» **Stated exercise**
In the panel abstracts, which organization has sponsored New York's Greek Independence Day Parade since 1938?

» **Document passage**

☆ ☆ ☆ ☆

Panel I: Communities and Associations | 10.00am-11.00am EST

Alexander Kitroeff (Haverford College): AHEPA’s Commemorations of 1821

Commemorating the Greek Revolution of 1821 has been an important annual activity of the American Hellenic Educational Progressive Association (AHEPA) since its founding in 1922. This was true even in the 1920s when the order was more focused on promoting the Americanization of Greek immigrants in the United States. After that formative period AHEPA gradually shifted away from its exclusive focus on assimilation and integration in American society and began acknowledging and celebrating Greek-American ties with the homeland. By the same token, AHEPA’s commemorations of 1821 reflected that shift, even though, unlike other such tributes by Greek American organizations, AHEPA dwelt primarily on the actions of the American Philhellenes. It was a way in which it wished to underscore the affinities between American and Greek values. Nonetheless, as it became more and more involved with Greece over the next decades, AHEPA’s events linked to 1821 became increasingly more diverse. This presentation charts the trajectory of AHEPA’s relationship with 1821 over its one hundred year history and explores the ways it reflected the changes in Greek American identity.

Nick Alexiou (Queens College, City University, New York): Commemorating the Revolution in New York. A Historical Overview

Historically, the role of parades in the United States is to establish political power, accept mainstream traditions, and maintain historical and cultural heritage, in short, a proclamation of identity. As demographics and identity change over time, parades evolve and reflect those changes. New York City celebrates Greek Independence Day since 1893. It is the largest parade outside of Greece, reflecting the fact that New York is home to one of the largest Greek populations outside of Greece and Cyprus. Since 1951, the parade runs along 5th Avenue in Manhattan from 64th to 79th streets and has become an annual event. Since 1938, the parade is sponsored by the Federation of Hellenic Societies of Greater New York, and it requires the involvement of the community at large, as well as planning, organizational committees, and budget. A parade is a conspicuous group practice where visibility is of great significance. The main function of the Greek Independence Day Parade is to assert collective identity around an anniversary of historical significance. The impression and value of the parade both for the participants and for the broader society are some points of my sociological analysis. The paper examines the issues of ethnic representation from cultural, political, and historical perspective.

☆ ☆ ☆ ☆

» **Extracted entries**
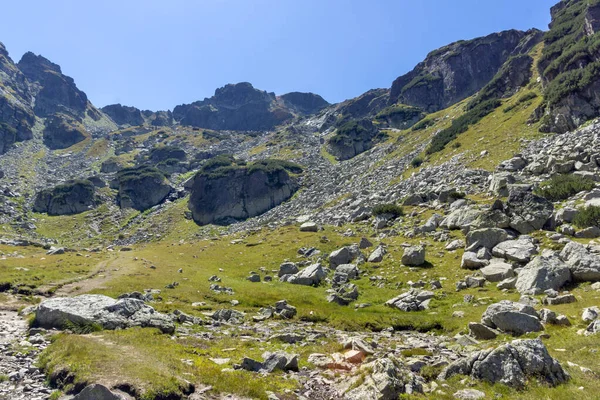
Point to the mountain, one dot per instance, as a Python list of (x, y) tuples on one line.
[(242, 107)]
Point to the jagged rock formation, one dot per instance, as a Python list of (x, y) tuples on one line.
[(459, 70), (242, 107), (69, 198), (570, 66), (16, 114), (62, 131), (53, 91), (132, 116), (224, 191), (353, 138), (141, 188)]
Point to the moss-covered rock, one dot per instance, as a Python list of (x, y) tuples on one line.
[(141, 187), (225, 190), (70, 198)]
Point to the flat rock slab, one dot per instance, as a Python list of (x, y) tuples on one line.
[(102, 310)]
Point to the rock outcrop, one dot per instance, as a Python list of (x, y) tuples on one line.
[(62, 131), (242, 107), (224, 193), (459, 70), (142, 187), (106, 312), (69, 198)]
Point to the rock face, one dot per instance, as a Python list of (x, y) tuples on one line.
[(304, 103), (62, 132), (352, 138), (544, 272), (102, 310), (459, 70), (584, 265), (237, 193), (124, 115), (141, 188), (511, 364), (570, 105), (70, 198), (16, 113), (53, 91), (242, 107)]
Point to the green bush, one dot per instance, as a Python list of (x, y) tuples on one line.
[(390, 209), (587, 217), (461, 124), (416, 162), (423, 124), (561, 187)]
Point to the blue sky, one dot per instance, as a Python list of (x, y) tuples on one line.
[(155, 54)]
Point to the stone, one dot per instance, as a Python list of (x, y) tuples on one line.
[(102, 310), (413, 256), (309, 227), (481, 332), (520, 250), (497, 271), (377, 254), (488, 238), (510, 364), (515, 318), (544, 272), (584, 266)]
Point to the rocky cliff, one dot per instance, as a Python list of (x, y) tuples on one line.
[(16, 113), (223, 191), (70, 198), (242, 107), (570, 66), (459, 70)]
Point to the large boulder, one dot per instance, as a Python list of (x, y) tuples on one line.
[(487, 238), (353, 138), (585, 266), (386, 379), (62, 131), (515, 318), (527, 211), (511, 364), (520, 250), (69, 198), (544, 272), (104, 311), (142, 187), (224, 190)]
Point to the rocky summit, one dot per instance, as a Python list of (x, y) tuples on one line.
[(437, 238)]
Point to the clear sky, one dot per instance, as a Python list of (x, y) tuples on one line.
[(156, 54)]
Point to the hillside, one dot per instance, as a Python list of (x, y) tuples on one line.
[(435, 239)]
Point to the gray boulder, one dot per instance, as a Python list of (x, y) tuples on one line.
[(544, 272), (520, 250), (487, 238), (497, 272), (527, 211), (515, 318), (387, 380), (510, 364), (584, 266), (413, 256), (102, 310)]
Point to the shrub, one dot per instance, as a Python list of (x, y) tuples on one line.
[(416, 162), (587, 217), (461, 124), (390, 209), (561, 187)]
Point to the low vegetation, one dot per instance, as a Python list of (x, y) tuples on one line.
[(561, 187)]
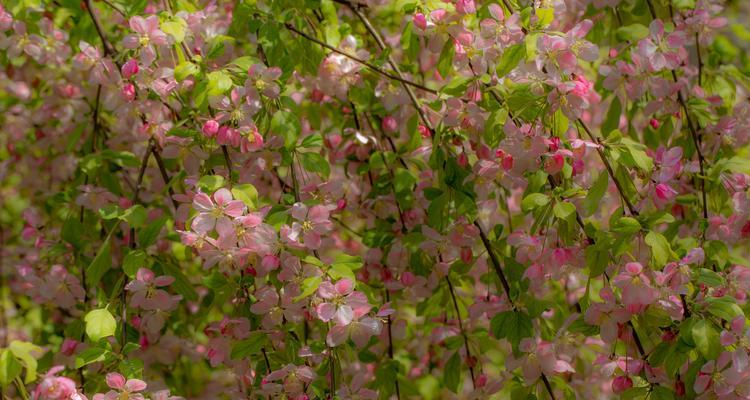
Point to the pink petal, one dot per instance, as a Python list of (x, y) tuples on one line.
[(326, 311), (222, 196), (337, 335), (115, 380)]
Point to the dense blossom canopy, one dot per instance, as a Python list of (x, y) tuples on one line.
[(374, 199)]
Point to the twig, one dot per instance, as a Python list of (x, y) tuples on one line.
[(108, 49), (359, 60), (228, 162), (610, 171), (463, 332), (495, 263), (165, 177), (383, 47)]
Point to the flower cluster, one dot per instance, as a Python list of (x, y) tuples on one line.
[(374, 199)]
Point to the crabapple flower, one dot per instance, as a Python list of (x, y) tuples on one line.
[(123, 389), (146, 38), (217, 213), (53, 387), (637, 293), (145, 290), (311, 223)]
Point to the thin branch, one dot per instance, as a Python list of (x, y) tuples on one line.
[(383, 47), (463, 332), (495, 263), (165, 177), (390, 344), (228, 163), (610, 171), (359, 60), (108, 49)]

☆ ☆ ☆ ☆

» **Result for this task**
The Federation of Hellenic Societies of Greater New York.